→ **EXERCISE REQUIREMENTS**: Select every line in the items below that contains the word "headlight", and copy each of those lines. Case counts.
Start of RECORD SET
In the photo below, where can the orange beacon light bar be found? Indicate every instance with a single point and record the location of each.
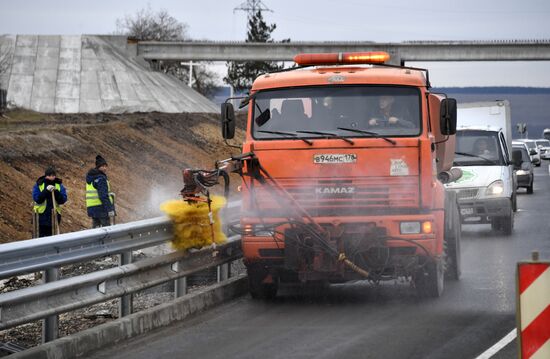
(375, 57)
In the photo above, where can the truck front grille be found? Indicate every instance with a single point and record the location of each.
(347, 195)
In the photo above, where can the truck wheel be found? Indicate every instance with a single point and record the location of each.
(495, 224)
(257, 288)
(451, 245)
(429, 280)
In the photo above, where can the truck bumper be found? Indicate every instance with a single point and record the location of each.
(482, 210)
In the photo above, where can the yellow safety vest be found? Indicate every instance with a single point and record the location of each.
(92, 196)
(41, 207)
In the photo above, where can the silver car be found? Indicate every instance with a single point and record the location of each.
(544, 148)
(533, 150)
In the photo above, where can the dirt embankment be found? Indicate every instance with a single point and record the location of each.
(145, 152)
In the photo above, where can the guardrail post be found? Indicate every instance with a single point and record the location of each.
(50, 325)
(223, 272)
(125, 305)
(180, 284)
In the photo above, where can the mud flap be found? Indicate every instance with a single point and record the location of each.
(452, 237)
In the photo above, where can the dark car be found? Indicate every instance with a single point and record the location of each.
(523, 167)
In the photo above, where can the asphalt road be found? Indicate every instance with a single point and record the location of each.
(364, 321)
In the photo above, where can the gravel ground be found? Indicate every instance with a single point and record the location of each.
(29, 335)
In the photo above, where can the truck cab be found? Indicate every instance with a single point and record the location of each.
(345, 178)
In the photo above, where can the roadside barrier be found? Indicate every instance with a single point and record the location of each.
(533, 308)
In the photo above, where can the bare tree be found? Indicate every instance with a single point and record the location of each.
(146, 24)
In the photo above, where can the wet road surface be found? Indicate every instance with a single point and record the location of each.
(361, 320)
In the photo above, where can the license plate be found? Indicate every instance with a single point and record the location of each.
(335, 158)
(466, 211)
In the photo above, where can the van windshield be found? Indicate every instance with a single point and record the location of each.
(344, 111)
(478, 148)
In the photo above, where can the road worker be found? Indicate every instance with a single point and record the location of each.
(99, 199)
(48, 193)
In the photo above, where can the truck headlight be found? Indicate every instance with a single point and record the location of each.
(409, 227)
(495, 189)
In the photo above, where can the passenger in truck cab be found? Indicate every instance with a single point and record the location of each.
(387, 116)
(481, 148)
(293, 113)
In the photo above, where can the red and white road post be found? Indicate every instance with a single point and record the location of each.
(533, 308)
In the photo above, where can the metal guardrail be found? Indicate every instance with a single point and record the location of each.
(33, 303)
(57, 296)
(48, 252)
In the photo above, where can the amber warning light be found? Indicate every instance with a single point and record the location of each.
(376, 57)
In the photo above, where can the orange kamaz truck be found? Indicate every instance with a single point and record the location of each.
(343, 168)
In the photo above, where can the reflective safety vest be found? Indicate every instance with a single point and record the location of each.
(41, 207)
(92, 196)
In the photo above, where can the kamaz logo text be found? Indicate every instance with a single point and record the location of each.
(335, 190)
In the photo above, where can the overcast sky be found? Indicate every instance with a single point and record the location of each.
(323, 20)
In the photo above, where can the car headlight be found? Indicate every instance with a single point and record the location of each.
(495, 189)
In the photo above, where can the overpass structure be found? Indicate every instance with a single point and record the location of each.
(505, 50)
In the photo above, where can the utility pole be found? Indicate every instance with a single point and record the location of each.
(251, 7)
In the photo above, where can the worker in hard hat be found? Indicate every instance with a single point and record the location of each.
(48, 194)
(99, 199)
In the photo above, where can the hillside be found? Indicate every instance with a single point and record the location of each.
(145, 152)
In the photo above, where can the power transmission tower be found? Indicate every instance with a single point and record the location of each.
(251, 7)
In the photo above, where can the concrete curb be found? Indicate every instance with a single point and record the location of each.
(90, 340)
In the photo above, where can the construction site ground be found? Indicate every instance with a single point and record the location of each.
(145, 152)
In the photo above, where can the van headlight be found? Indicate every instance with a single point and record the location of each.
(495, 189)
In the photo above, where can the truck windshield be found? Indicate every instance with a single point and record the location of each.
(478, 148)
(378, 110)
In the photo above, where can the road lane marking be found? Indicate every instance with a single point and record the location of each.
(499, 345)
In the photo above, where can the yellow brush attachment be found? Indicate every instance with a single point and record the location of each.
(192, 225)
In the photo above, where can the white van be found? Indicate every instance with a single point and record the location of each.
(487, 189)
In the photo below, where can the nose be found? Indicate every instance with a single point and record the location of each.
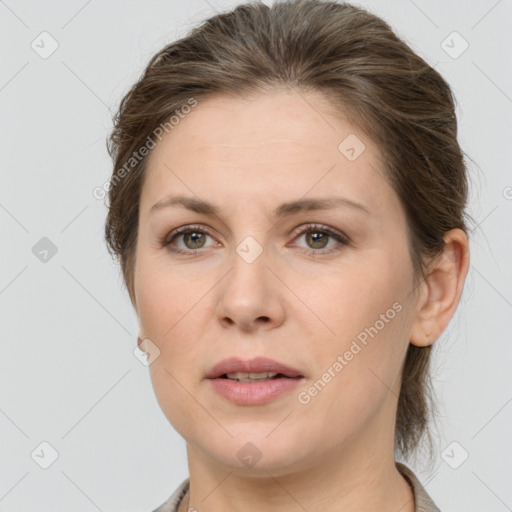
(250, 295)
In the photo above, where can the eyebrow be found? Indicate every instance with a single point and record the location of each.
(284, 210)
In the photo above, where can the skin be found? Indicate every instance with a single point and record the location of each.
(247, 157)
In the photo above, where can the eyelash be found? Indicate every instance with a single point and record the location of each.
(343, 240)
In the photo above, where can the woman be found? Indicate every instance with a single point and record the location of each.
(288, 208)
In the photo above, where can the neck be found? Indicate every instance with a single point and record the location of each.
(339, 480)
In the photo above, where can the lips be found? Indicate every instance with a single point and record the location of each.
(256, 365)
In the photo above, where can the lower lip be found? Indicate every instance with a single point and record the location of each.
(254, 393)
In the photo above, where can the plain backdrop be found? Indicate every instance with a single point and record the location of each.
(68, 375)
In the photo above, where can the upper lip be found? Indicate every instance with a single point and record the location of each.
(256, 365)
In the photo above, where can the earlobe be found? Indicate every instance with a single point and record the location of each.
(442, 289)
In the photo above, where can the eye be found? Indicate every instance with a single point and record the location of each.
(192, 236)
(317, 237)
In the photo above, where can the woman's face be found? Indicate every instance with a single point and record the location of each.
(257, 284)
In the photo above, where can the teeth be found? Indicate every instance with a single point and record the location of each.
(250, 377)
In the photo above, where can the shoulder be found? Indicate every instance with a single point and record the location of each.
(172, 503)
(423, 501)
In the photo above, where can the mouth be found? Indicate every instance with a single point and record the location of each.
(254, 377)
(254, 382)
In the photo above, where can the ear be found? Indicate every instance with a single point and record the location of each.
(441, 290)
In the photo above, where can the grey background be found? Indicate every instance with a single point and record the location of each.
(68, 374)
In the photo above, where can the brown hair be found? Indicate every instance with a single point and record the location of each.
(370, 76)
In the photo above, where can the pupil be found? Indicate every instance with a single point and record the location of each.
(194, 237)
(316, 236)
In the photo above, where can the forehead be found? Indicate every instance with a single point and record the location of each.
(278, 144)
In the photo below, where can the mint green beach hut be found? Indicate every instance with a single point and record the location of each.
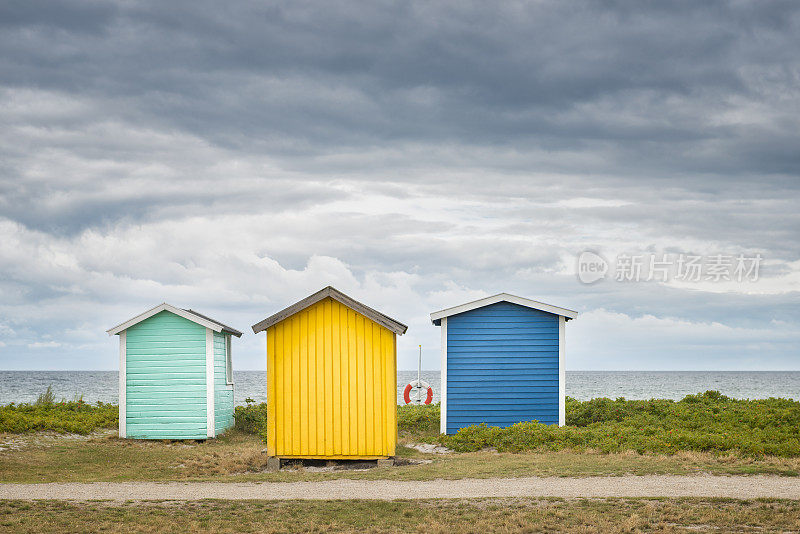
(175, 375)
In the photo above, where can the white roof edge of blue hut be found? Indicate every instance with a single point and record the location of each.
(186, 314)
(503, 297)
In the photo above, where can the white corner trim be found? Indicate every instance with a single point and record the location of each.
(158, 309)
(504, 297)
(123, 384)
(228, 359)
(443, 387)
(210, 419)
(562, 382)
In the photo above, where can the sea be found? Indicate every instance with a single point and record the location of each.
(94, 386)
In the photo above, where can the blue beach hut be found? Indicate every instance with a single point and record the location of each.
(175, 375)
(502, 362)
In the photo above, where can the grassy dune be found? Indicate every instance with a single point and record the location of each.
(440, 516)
End of RECORD SET
Start of RECORD SET
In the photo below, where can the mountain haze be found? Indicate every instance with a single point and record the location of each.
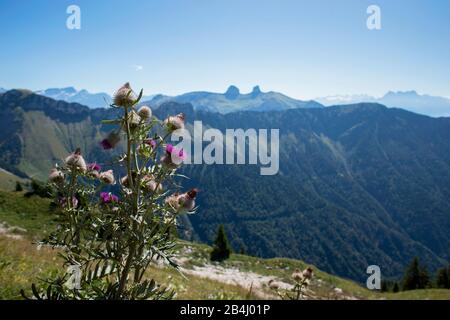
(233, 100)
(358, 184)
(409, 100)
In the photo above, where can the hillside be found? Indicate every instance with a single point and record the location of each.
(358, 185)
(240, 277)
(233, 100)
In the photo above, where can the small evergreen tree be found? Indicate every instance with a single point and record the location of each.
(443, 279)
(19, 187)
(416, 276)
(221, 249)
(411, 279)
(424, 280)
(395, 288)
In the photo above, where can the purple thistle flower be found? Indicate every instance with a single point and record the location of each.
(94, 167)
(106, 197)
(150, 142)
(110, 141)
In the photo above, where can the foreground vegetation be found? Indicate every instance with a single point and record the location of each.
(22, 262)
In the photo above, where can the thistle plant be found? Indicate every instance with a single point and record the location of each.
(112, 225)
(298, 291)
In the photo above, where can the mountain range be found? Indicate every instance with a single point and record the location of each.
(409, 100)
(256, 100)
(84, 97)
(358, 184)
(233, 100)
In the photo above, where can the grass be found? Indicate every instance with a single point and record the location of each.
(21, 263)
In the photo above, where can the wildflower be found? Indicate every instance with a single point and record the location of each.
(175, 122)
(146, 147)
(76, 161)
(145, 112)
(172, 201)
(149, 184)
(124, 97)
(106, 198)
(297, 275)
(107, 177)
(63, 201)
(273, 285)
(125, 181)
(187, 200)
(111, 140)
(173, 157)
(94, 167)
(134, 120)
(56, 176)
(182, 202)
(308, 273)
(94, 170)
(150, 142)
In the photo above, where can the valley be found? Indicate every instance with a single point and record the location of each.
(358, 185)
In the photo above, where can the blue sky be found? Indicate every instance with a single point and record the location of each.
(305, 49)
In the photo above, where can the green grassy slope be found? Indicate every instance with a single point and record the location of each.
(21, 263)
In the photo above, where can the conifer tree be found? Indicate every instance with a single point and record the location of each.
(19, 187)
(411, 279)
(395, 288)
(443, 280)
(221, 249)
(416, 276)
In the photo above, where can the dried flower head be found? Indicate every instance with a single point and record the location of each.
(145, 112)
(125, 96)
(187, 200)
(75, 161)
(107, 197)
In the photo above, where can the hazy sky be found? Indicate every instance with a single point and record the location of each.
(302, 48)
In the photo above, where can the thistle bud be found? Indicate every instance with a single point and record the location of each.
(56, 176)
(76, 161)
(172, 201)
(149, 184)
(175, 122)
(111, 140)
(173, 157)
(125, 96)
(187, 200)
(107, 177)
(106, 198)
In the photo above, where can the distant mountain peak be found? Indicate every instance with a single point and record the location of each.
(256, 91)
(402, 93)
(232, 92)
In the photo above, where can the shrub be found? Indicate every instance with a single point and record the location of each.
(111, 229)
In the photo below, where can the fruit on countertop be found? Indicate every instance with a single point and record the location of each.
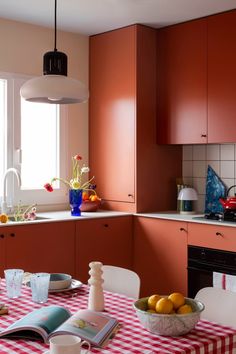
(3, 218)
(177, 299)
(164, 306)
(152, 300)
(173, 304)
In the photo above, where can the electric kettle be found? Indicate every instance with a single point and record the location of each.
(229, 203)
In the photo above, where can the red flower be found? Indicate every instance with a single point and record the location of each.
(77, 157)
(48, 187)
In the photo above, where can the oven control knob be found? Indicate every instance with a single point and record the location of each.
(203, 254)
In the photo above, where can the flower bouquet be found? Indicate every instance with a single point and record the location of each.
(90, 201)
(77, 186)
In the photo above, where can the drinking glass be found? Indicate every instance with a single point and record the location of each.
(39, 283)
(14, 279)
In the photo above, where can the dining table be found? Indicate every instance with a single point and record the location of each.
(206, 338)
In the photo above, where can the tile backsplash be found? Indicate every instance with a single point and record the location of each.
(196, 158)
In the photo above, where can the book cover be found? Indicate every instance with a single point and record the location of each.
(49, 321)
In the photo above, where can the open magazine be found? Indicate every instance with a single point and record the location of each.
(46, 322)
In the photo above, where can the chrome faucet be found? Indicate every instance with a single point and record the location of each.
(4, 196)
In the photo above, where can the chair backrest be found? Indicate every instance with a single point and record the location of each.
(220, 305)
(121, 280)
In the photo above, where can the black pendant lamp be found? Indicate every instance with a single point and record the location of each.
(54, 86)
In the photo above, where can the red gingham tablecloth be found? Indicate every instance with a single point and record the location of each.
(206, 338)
End of RECORD SET
→ **ANSWER TO THE PROBLEM**:
In the photo above, where can the truck headlight be found? Indicate every instance with a single point and record the location of each.
In the photo above, where can the car headlight be found? Indicate every instance with a single point and record the location of each.
In the photo above, where can the van headlight be found? Indicate every instance with a single point and record the location of each.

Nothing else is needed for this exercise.